- Origin: Virginia
- Genres: Indie rock
- Years active: 1999–2007
- Labels: Jagjaguwar Records

= Manishevitz =

Manishevitz is an American indie rock band originally from Virginia and later based in Chicago. They released material on Jagjaguwar Records and Catbird Records.

==History==
Manishevitz was formed by Adam Busch (ex-The Curious Digit) in Virginia in the late 1990s. Their debut album was released on Jagjaguwar Records in 1999, and after this Busch and guitarist Via Nuon moved to Chicago. Their sophomore LP, Rollover, released in 2000, featured Chicago musicians Ryan Hembrey, Nate Lepine, Joe Adamik of Califone, and Fred Longberg-Holm. Their 2002 EP Private Lines features a cover of the Roxy Music song "2HB". In 2003, their third full-length, City Life, was issued on Jagjaguwar, and in 2007, East to East followed on Catbird.

(Items from a data source)
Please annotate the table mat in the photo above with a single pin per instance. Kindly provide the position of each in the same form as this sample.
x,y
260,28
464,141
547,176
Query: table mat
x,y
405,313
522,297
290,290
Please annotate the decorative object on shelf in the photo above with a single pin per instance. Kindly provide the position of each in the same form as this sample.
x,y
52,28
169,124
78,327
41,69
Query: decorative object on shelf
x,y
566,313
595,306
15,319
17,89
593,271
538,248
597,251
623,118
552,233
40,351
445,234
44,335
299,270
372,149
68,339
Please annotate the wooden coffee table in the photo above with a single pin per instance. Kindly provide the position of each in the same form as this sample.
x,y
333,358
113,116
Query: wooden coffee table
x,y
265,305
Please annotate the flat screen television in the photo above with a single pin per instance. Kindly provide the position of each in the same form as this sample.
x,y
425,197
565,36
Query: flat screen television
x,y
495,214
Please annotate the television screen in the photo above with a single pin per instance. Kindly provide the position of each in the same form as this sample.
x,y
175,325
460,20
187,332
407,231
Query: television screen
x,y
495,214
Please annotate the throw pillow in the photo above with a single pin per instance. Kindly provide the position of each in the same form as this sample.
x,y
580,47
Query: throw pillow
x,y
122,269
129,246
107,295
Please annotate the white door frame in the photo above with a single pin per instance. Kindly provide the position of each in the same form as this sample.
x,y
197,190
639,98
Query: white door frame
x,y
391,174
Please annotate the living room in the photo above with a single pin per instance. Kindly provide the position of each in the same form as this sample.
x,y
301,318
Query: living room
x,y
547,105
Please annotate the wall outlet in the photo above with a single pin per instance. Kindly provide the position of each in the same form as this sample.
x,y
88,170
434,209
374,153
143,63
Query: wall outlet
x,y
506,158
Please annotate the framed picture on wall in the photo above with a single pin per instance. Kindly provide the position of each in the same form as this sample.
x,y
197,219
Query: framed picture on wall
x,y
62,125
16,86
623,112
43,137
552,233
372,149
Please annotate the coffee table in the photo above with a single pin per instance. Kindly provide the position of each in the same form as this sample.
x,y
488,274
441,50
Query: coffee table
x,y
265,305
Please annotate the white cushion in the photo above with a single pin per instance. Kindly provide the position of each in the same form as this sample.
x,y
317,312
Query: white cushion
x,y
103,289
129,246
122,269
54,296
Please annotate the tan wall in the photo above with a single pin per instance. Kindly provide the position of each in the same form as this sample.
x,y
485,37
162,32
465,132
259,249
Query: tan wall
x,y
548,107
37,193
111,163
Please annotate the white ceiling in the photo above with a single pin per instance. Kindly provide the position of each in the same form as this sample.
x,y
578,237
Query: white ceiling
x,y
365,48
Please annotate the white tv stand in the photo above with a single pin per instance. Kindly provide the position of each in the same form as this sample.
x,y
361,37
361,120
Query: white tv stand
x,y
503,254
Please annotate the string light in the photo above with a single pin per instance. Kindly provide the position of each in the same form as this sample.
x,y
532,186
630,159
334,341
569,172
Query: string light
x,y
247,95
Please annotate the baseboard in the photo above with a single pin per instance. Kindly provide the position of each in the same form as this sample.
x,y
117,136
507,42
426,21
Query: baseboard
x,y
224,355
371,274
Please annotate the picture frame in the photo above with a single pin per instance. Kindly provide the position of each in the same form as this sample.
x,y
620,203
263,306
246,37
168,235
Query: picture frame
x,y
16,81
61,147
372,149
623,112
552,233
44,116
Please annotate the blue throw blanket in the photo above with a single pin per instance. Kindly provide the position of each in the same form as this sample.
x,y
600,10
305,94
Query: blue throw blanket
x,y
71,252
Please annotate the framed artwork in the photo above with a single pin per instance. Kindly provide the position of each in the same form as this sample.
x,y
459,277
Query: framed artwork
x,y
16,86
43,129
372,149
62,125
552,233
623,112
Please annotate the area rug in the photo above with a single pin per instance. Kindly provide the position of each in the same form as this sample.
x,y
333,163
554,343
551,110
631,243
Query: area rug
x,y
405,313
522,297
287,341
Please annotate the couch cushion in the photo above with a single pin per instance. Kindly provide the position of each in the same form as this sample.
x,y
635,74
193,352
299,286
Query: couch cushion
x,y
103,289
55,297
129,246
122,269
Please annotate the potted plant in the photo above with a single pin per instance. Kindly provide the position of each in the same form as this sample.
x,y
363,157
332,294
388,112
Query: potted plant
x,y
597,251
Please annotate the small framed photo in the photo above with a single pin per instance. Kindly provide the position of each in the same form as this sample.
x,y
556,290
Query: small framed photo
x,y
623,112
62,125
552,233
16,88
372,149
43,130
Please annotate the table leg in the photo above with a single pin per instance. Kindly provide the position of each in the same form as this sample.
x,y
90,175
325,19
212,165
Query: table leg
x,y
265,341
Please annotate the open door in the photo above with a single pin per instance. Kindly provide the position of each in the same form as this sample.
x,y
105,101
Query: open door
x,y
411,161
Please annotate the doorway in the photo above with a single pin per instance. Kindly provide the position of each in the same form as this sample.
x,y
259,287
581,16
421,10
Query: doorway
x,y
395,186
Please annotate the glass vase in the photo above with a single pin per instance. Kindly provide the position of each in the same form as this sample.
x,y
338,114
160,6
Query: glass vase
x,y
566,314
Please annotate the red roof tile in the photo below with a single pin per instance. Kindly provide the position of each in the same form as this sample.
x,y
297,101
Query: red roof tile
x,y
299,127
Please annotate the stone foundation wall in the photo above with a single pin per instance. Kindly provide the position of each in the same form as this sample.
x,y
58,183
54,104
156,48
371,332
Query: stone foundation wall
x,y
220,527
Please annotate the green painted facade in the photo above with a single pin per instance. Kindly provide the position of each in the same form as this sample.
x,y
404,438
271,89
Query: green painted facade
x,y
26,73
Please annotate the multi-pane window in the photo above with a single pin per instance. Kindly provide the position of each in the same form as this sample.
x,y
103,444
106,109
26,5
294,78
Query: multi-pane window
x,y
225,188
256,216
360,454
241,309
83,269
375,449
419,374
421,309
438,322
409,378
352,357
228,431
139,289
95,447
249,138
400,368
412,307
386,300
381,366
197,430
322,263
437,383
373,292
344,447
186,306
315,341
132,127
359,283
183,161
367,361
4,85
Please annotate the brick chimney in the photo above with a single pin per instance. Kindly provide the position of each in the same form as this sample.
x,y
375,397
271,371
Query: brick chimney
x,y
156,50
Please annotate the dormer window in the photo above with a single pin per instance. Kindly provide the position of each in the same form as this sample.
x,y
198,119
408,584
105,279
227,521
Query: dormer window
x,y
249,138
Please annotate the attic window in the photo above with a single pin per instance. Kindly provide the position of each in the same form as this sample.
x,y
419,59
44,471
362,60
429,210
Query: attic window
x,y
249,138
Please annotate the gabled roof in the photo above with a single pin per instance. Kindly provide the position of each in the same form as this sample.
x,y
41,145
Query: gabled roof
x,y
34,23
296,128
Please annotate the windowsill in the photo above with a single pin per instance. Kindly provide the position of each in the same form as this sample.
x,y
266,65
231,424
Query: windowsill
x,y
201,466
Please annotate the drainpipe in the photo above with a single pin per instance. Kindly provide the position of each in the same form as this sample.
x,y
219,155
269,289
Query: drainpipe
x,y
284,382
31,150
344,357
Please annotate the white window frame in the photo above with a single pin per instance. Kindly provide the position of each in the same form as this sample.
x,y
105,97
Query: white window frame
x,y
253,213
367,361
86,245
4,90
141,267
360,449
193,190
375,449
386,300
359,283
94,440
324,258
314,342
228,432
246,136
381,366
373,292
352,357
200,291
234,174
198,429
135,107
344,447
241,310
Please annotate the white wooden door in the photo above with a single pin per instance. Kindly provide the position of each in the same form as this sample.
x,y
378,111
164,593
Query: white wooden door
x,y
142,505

▸ PROBLEMS
• a. Turn the paragraph of the Manishevitz article that begins "Manishevitz was formed by Adam Busch" into a short list of the band's main events, keeping its key facts.
• b. According to the Manishevitz article, which Roxy Music song does the band cover on its 2002 EP Private Lines?
• c. From the Manishevitz article, repeat the part that opens with the words containing "Manishevitz is an" and closes with "and Catbird Records.".

▸ THE SOLUTIONS
• a.
- Late 1990s: Adam Busch (ex-The Curious Digit) forms Manishevitz in Virginia.
- 1999: Debut album comes out on Jagjaguwar Records; Busch and guitarist Via Nuon then move to Chicago.
- 2000: Second LP, Rollover, features Chicago musicians Ryan Hembrey, Nate Lepine, Joe Adamik of Califone, and Fred Longberg-Holm.
- 2002: The EP Private Lines includes a cover of Roxy Music's "2HB".
- 2003: Third full-length, City Life, is issued on Jagjaguwar.
- 2007: East to East is released on Catbird.

• b. "2HB"

• c.
Manishevitz is an American indie rock band originally from Virginia and later based in Chicago. They released material on Jagjaguwar Records and Catbird Records.